Transcribe the full listing below exactly.

--- DATA SHOWN ---

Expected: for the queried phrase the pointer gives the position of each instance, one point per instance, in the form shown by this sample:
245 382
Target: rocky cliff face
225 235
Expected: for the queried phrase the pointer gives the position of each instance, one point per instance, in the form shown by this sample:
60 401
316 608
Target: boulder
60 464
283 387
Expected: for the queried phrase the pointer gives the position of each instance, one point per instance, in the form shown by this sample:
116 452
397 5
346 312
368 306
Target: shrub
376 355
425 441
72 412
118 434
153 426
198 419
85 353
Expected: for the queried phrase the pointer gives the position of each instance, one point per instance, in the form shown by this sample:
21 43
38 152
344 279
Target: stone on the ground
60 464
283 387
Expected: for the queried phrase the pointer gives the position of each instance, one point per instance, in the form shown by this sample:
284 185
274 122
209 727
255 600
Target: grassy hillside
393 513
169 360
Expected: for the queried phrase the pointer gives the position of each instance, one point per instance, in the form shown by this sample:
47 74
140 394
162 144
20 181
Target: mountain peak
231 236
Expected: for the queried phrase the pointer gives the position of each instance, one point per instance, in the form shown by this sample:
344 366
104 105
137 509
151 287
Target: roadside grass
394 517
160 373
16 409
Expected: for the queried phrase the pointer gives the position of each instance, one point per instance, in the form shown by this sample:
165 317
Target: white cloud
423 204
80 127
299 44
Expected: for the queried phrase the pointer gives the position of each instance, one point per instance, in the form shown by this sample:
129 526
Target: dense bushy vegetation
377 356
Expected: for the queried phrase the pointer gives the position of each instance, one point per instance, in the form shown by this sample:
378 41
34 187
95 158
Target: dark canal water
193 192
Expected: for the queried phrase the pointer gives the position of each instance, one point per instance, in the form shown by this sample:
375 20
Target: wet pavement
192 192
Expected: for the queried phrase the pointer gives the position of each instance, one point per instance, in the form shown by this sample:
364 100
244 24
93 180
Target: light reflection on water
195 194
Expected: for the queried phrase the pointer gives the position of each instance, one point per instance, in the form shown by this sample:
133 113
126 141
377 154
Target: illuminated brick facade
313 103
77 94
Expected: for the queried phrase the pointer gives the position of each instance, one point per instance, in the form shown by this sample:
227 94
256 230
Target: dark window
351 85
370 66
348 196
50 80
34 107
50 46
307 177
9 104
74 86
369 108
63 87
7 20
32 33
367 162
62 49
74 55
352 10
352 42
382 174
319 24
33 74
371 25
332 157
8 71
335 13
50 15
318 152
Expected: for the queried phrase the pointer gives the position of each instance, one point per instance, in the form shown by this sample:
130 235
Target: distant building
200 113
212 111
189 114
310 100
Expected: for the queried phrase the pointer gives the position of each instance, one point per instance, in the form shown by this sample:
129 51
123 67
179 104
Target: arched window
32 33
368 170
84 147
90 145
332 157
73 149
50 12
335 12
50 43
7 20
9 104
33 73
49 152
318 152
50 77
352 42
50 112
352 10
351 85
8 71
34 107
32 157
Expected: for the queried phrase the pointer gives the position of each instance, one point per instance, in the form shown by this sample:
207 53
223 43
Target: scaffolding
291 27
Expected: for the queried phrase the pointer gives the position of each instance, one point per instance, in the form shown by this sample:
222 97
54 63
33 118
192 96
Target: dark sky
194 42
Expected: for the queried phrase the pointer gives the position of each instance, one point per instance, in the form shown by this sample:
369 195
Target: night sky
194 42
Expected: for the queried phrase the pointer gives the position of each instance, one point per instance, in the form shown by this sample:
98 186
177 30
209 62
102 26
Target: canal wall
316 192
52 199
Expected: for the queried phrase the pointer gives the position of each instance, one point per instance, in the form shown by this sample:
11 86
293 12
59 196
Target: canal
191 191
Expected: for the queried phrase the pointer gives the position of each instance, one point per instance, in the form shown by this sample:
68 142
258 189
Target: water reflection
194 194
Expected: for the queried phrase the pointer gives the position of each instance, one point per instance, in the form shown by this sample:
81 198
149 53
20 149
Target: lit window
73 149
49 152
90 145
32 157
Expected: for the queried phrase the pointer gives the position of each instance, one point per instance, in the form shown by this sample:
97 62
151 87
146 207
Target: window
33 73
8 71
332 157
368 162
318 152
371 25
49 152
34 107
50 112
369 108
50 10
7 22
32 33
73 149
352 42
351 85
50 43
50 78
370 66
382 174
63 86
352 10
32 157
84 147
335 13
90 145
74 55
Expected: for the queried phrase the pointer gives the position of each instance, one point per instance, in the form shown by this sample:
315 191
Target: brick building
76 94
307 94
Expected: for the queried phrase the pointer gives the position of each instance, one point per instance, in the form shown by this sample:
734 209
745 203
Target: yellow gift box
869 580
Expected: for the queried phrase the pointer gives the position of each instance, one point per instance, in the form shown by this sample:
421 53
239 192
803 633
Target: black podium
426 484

---

§ **CORRECT RESULT**
Expected: for the queried phrase the pointer gives the position of each instance, one point per instance, in the form shown by this sample:
245 382
Target: rocky cliff face
225 235
Expected: for the queried phrase the pointer gives the position of each instance, one point per instance, in the form shown by this sample:
60 401
316 608
Target: boulder
60 464
283 387
Expected: for the queried phrase the pointer gives the position of each instance, one point per instance, in the form shown by this sample:
116 452
397 5
346 312
368 306
Target: shrub
376 355
425 441
72 412
118 434
153 426
198 419
85 353
Expected: for the queried phrase the pointer gives the position of each instance, one point per instance, in the form shown by this sample:
21 43
38 152
344 279
Target: stone on the ground
60 464
283 387
Expected: for the queried phrase the pointer gives the position of each instance, one point per instance, in the form shown by this sample:
284 185
274 122
209 727
255 600
Target: grassy hillside
393 513
169 360
Expected: for the queried phrase the pointer gives the position of each instance, one point per instance, in the form shown by this sample:
47 74
140 394
162 144
20 181
Target: mountain peak
231 236
Expected: for the queried phrase the pointer gives the position of each instance, one point per instance, in the form shown by this sample:
344 366
104 105
137 509
151 287
Target: roadside grass
394 517
160 373
16 409
Expected: for the queried phrase the pointer gives the position of each instance, one point per instance, in the form shown by this sample:
165 317
Target: white cloud
423 204
80 127
299 44
Expected: for the queried phrase the pointer gives the position of each instance, one point per instance, in the form shown by this sample:
129 526
Target: dense bushy vegetation
377 356
Expected: for the queried phrase the pointer gives the position of each instance, one point per instance, in the form shown by this sample:
378 41
34 187
95 158
Target: dark canal water
193 192
Expected: for the queried phrase the pointer gives the position of each instance, one point per instance, in the form shown by this sample:
375 20
Target: wet pavement
192 192
Expected: for the queried phrase the pointer gives the position of each instance, one point per instance, in the form shown by this sample:
364 100
244 24
93 180
Target: light reflection on water
195 194
Expected: for the queried phrase the pointer gives the position of each instance, one point per instance, in the form shown by this sample:
133 113
126 141
377 154
Target: illuminated brick facade
313 103
77 94
Expected: for the queried phrase the pointer gives the position of each instance, one point per instance, in the form shown by this sample:
227 94
256 230
Target: dark window
351 85
370 66
348 196
50 80
34 107
50 46
307 177
9 104
74 86
369 108
63 87
7 20
32 33
367 162
62 49
74 55
352 10
352 42
382 174
319 24
33 74
371 25
332 157
8 71
335 13
50 15
318 152
Expected: for the queried phrase the pointer gives the position of each instance, one point per instance, in the form shown by this sample:
130 235
Target: distant building
200 113
212 111
189 114
310 100
Expected: for the queried phrase the pointer gives the position of each instance, one point per instance, in the form shown by this sample:
129 51
123 67
179 104
Target: arched window
32 33
368 170
84 147
90 145
332 157
73 149
50 12
335 12
50 43
7 20
9 104
33 73
49 152
318 152
50 77
352 42
50 112
352 10
351 85
8 71
34 107
32 157
Expected: for the queried phrase the pointer gives the position of each instance, one point per instance, in the form shown by this sample:
207 53
223 43
Target: scaffolding
291 27
Expected: for the queried phrase the pointer gives the position of each instance, one point per instance, in the form shown by this sample:
222 97
54 63
33 118
192 96
Target: dark sky
194 42
Expected: for the queried phrase the pointer gives the position of each instance, one point per instance, in the form shown by this sample:
369 195
Target: night sky
194 42
Expected: for the queried phrase the pointer gives the position of each instance, one point per instance, in the form shown by this sample:
98 186
177 30
209 62
102 26
Target: canal wall
316 192
52 199
Expected: for the queried phrase the pointer gives the position of each instance, one point per instance, in the form shown by this sample:
11 86
293 12
59 196
Target: canal
191 191
Expected: for the queried phrase the pointer gives the position of each instance, one point per instance, in the form shown by this sample:
68 142
258 189
Target: water reflection
194 194
Expected: for the queried phrase the pointer gives the position of each instance, one point per instance, in the form shown by this sample:
81 198
149 53
20 149
Target: lit window
73 149
49 152
90 145
32 157
Expected: for the queried phrase the pointer gives the position of each instance, one point per instance, in the form shown by this sample:
97 62
151 87
146 207
Target: window
33 73
8 71
332 157
368 162
318 152
371 25
49 152
34 107
50 112
369 108
50 10
7 22
32 33
73 149
352 42
351 85
50 43
50 78
370 66
382 174
63 86
352 10
32 157
84 147
335 13
90 145
74 55
Expected: for the queried phrase the pointer gives the position of each instance, one point per instance, in the form shown by this sample:
315 191
Target: brick building
76 94
307 94
Expected: for the queried phrase the pointer gives the position of each instance, one point per instance, in the form shown by this sample:
734 209
745 203
Target: yellow gift box
869 580
Expected: for the queried phrase the pointer gives the position of each instance, one point per instance, in the form shown by this sample:
421 53
239 192
803 633
Target: black podium
426 484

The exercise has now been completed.